About this task:
Restate only the tail of the data below, starting at the line that contains "Target: burning spire" and including the last line, word for word.

======== Supplied material

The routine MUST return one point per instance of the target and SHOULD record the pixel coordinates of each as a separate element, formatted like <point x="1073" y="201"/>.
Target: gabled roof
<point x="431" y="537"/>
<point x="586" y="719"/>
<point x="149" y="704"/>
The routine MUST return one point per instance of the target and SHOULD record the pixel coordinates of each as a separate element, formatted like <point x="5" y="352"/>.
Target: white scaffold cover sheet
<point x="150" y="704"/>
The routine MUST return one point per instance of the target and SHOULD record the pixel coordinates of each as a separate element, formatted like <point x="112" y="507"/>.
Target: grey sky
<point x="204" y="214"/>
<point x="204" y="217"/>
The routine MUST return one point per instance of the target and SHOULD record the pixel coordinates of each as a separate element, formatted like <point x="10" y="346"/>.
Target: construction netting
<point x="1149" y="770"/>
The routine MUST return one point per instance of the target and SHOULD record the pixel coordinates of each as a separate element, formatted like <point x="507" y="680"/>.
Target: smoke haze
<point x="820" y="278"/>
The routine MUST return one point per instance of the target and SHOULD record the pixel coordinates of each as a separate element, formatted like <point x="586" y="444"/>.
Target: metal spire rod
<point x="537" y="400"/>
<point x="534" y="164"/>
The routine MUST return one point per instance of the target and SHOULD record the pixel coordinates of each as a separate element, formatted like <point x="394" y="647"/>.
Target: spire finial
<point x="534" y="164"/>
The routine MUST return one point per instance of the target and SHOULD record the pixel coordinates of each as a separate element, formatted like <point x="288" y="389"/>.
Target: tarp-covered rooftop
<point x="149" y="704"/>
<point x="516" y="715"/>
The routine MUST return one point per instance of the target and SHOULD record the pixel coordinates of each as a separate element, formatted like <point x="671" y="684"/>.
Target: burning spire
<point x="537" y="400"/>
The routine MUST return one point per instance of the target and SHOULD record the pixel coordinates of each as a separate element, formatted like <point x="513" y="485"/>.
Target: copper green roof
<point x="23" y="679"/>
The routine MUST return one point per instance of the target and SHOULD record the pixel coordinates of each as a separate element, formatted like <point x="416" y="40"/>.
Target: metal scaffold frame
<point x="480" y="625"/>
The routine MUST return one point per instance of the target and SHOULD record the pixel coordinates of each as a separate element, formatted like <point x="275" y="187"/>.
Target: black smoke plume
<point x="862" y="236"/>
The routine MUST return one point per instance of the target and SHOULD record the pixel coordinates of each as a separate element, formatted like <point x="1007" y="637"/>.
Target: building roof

================

Task answer:
Target: burning spire
<point x="537" y="400"/>
The routine MUST return one point per instance of the target and SHOULD record the pixel coordinates of each as a separate element, formatted like <point x="513" y="485"/>.
Target: copper green roof
<point x="23" y="679"/>
The routine MUST return one point per instance of the target and SHOULD record the pixel coordinates of each as a separate element, formatted like <point x="416" y="40"/>.
Target: metal scaffold frame
<point x="480" y="625"/>
The routine MUST return one point per instance of the target and SHOULD record the pixel coordinates of each as a separate element, formatted like <point x="275" y="187"/>.
Target: black smoke plume
<point x="862" y="236"/>
The routine MUST return one point per instance of the target and SHOULD record the pixel coordinates of each as a separate element, formatted like <point x="1007" y="637"/>.
Target: building roof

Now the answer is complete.